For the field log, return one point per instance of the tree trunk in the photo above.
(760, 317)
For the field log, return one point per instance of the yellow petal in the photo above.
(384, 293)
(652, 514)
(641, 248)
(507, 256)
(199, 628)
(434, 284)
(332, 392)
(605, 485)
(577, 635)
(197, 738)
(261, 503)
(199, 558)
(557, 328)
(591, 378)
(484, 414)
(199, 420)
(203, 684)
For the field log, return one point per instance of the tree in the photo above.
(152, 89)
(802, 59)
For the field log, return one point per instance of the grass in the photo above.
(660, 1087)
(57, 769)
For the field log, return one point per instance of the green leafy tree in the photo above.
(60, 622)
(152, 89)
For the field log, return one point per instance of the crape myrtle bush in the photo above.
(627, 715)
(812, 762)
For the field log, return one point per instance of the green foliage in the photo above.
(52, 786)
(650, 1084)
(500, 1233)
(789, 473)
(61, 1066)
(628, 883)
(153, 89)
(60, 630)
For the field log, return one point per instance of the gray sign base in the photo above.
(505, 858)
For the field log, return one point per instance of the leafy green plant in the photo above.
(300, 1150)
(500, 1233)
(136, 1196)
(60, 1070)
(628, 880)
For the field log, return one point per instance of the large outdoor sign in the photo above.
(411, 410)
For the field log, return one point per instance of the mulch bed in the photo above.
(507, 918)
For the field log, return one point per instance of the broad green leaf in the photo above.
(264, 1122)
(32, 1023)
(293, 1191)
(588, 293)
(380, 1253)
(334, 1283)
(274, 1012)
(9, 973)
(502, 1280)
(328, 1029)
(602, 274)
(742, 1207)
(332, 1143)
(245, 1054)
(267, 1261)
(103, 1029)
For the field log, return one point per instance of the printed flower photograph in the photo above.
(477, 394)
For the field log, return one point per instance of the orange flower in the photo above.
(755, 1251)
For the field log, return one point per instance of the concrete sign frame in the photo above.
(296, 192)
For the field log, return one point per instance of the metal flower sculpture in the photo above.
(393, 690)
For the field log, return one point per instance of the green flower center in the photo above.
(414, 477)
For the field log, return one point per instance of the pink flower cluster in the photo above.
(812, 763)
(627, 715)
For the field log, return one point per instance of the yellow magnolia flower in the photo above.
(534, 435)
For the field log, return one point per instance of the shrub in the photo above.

....................

> **PROBLEM DETAILS**:
Please reproduce all of the material above, substituting "survey record" for "field log" wherever it occurs and leaving everything else unchanged.

> **EXERCISE ANSWER**:
For the survey record, return one point per instance of the tree trunk in the photo above.
(760, 317)
For the survey record, return one point per instance of the yellow petal in the photo above.
(384, 293)
(652, 514)
(641, 248)
(507, 256)
(199, 628)
(434, 284)
(332, 392)
(605, 485)
(577, 635)
(197, 738)
(261, 503)
(199, 558)
(557, 328)
(591, 378)
(484, 414)
(199, 420)
(203, 684)
For the survey record, return one point per instance of the tree in the photo above.
(152, 89)
(802, 59)
For the survey record, return one point per instance of the grass in the photo above.
(660, 1087)
(57, 769)
For the survey record, return one point per instance of the green leafy tree in the photo above.
(60, 622)
(152, 89)
For the survey record, return one point per instance of the crape myrtle bush in the photo above.
(627, 715)
(812, 762)
For the survey record, return one point per instance of the green foliage in the photo above.
(52, 786)
(650, 1084)
(500, 1233)
(789, 473)
(61, 1066)
(628, 883)
(153, 89)
(60, 630)
For the survey record, return one point per instance of the gray sign base in the photo above.
(505, 858)
For the survey record, return one point per instance of the leafy green plant in the photo above.
(300, 1150)
(500, 1233)
(136, 1196)
(60, 1070)
(628, 880)
For the survey record, return one point per instance of the large outdoor sign in the photo above.
(411, 410)
For the survey record, return one point per instance of the mulch bed in the photo above.
(507, 918)
For the survey record, return one point per instance of the broad green leaf in the photo above.
(264, 1122)
(32, 1023)
(293, 1191)
(588, 293)
(380, 1253)
(334, 1283)
(274, 1012)
(9, 973)
(502, 1280)
(328, 1029)
(602, 274)
(742, 1207)
(332, 1143)
(245, 1054)
(267, 1261)
(103, 1029)
For the survey record, return one point per instance of the printed flower photograph in the photo above.
(477, 394)
For the survey record, return one point per instance of the orange flower in the photo above.
(755, 1251)
For the survey record, return one point per instance of the concrete sign frame in the photo above.
(296, 192)
For the survey record, return one point per instance of the metal flower sculpture in the photo above.
(393, 690)
For the survey record, return one point per instance of the green flower center in the photo above.
(414, 477)
For the survey record, return one point per instance of the pink flower cluster in the photo above.
(812, 763)
(627, 715)
For the survey record, return one point per instance of the yellow magnolia flower in the photo above.
(534, 435)
For the survey record, return one point per instance of the shrub in the photo above.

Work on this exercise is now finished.